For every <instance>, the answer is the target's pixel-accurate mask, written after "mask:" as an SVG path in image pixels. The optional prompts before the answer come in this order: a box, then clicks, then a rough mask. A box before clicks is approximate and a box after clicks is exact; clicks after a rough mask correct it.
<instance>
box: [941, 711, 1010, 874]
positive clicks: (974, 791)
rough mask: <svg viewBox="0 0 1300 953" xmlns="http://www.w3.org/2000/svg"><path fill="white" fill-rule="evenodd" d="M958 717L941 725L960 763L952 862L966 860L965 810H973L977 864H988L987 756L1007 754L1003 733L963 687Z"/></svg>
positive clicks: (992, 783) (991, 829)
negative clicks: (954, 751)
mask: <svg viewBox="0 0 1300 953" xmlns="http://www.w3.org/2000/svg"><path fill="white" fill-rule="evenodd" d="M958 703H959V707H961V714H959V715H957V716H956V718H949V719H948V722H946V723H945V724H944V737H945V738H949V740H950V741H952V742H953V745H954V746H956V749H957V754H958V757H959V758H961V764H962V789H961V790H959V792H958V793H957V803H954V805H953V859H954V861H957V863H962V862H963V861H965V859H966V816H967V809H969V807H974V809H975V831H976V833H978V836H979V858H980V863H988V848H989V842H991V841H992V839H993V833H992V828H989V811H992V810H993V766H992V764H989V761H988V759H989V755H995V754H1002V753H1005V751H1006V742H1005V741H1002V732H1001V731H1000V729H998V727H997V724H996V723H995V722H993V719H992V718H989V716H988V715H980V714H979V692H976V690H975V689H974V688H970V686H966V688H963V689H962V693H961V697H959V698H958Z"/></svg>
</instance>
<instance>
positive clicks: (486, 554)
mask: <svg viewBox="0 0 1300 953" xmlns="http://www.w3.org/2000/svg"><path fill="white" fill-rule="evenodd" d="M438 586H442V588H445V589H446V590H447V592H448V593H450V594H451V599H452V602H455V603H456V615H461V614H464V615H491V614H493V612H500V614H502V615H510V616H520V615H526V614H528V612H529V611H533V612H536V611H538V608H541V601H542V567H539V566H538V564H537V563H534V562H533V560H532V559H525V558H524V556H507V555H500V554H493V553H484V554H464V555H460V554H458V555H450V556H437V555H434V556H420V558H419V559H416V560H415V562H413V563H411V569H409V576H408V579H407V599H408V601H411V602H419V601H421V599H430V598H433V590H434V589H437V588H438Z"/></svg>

□ □ □ □ □

What the exercise asks:
Produce an exact copy of every entry above.

Answer:
For every <instance>, the answer is the target's pixel-accurate mask, written after "mask:" as an SVG path in image pixels. The optional prompts before the answer come in this order: a box, then clicks, then a rough mask. A box before clicks is approximate and a box after clicks is exact; clicks after a rough mask correct it.
<instance>
box: [941, 711, 1010, 874]
positive clicks: (974, 791)
rough mask: <svg viewBox="0 0 1300 953" xmlns="http://www.w3.org/2000/svg"><path fill="white" fill-rule="evenodd" d="M958 717L941 725L960 763L952 862L966 860L965 810H973L977 864H988L987 756L1007 754L1003 733L963 687Z"/></svg>
positive clicks: (992, 783) (991, 829)
negative clicks: (954, 751)
mask: <svg viewBox="0 0 1300 953" xmlns="http://www.w3.org/2000/svg"><path fill="white" fill-rule="evenodd" d="M958 703H959V707H961V714H959V715H957V716H956V718H949V719H948V722H946V723H945V724H944V737H945V738H949V740H950V741H952V742H953V745H954V746H956V749H957V754H958V757H959V758H961V764H962V789H961V790H959V792H958V793H957V803H954V805H953V859H954V861H957V863H962V862H963V861H965V859H966V816H967V809H969V807H974V809H975V831H976V833H978V836H979V858H980V863H988V848H989V842H991V841H992V839H993V833H992V828H989V811H992V810H993V766H992V764H989V761H988V759H989V755H995V754H1002V753H1005V751H1006V742H1005V741H1002V732H1001V731H1000V729H998V727H997V724H996V723H995V722H993V719H992V718H989V716H988V715H980V714H979V692H976V690H975V689H974V688H970V686H966V688H963V689H962V693H961V697H959V698H958Z"/></svg>
</instance>
<instance>
positive clicks: (486, 554)
mask: <svg viewBox="0 0 1300 953" xmlns="http://www.w3.org/2000/svg"><path fill="white" fill-rule="evenodd" d="M438 586H442V588H445V589H446V590H447V592H448V593H450V594H451V599H452V602H455V603H456V615H461V614H464V615H491V614H493V612H500V614H502V615H510V616H520V615H526V614H528V612H529V611H533V612H536V611H538V608H541V601H542V567H539V566H538V564H537V563H534V562H533V560H532V559H525V558H524V556H507V555H500V554H493V553H484V554H464V555H460V554H458V555H450V556H437V555H434V556H420V558H419V559H416V560H415V562H413V563H411V569H409V576H408V579H407V599H408V601H411V602H419V601H421V599H430V598H433V590H434V589H437V588H438Z"/></svg>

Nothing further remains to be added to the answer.